OneOncology, the fastest-growing national platform for independent practices, announced today it has finalized 25 unique oncology and hematology pathways and published each pathway inside the platform’s clinical decision support tool.
OneOncology takes a physician-led approach to pathway development. Edward Arrowsmith, MD, Medical Director of OneOncology’s Pathways Program, and experts from its five disease groups, (gastrointestinal, genitourinary, breast, lung, and hematology) and disease subject matter experts (gynecology, head, and neck) lead in authoring OneOncology pathways. OneOncology’s proprietary pathways are concordant with many nationally recognized evidence-based guidelines and are reviewed and updated regularly by OneOncology’s experts when data is presented at nationally recognized meetings or in peer-reviewed journals. Pathways are broken out by appropriate stage and treatment options by stage, including neoadjuvant, adjuvant, recurrent, locally advanced, and metastatic treatment settings, and have potential treatment options clearly listed.

— Requirement A —
Answer these about the OneOncology pathways announcement:
(i) How many pathways has OneOncology finalized?
(ii) Who is Medical Director of OneOncology's Pathways Program?
(iii) What are OneOncology's five disease groups?
— Requirement B —
Could you resume the OneOncology pathways announcement after its final sentence and carry it on in the same style?

— Information supplied —

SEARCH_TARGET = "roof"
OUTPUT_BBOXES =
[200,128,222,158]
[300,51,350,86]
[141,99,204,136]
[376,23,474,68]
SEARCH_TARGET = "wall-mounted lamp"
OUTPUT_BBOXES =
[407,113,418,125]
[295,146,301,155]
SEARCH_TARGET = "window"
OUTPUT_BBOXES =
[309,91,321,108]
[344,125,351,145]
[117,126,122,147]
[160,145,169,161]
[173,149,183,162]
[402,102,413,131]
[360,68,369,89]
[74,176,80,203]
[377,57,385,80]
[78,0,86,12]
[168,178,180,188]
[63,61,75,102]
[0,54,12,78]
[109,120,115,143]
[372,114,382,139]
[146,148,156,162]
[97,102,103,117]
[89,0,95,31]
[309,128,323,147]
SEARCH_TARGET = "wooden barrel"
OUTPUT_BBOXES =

— Written reply A —
(i) 25 unique oncology and hematology pathways.
(ii) Edward Arrowsmith, MD.
(iii) Gastrointestinal, genitourinary, breast, lung, and hematology.

— Written reply B —
“Our cancer patient population is very diverse, and therefore, pathways must account for the numerous clinical scenarios that can present in each cancer type,” said Davey Daniel, MD, OneOncology CMO. “OneOncology’s pathways list various treatment options ensuring they are all-encompassing and include when clinical trials are available for a specific cancer setting. The goal of OneOncology’s Pathways Program is to streamline the ordering process for physicians and efficiently put the latest medical evidence into the hands of all of our physician partners.”
Developing pathways begins with reviewing and approving all new indications or new molecular entities with the Pharmacy and Therapeutics (P&T) Committee of an all-physician body called OneCouncil, which is led by OneOncology partner physicians, and then authoring a drug monograph. Once the monograph has been approved by the P&T Committee, the newly approved agent is incorporated in draft form into the appropriate pathway and presented to the appropriate OneCouncil Disease Group. Based on efficacy and the adverse event profile of the new agent compared with other treatment options, Disease Group members decide if and where it should be added to the pathway.
“Efficacy and safety are the first priorities of our Pathways Program,” said Lisa Raff, OneOncology Vice President, Pharmacy Services. “While we consider contracting and cost factors within a drug class to identify treatment regimens that can provide cost savings for patients, it occurs after a clinical pathway has been approved. Overall, the goal of our pathways is to increase appropriate first-line treatment based on genomic testing and biomarkers and participation in value-based care programs, while reducing adverse events experienced by patients due to standardized regimens and appropriate supportive care.”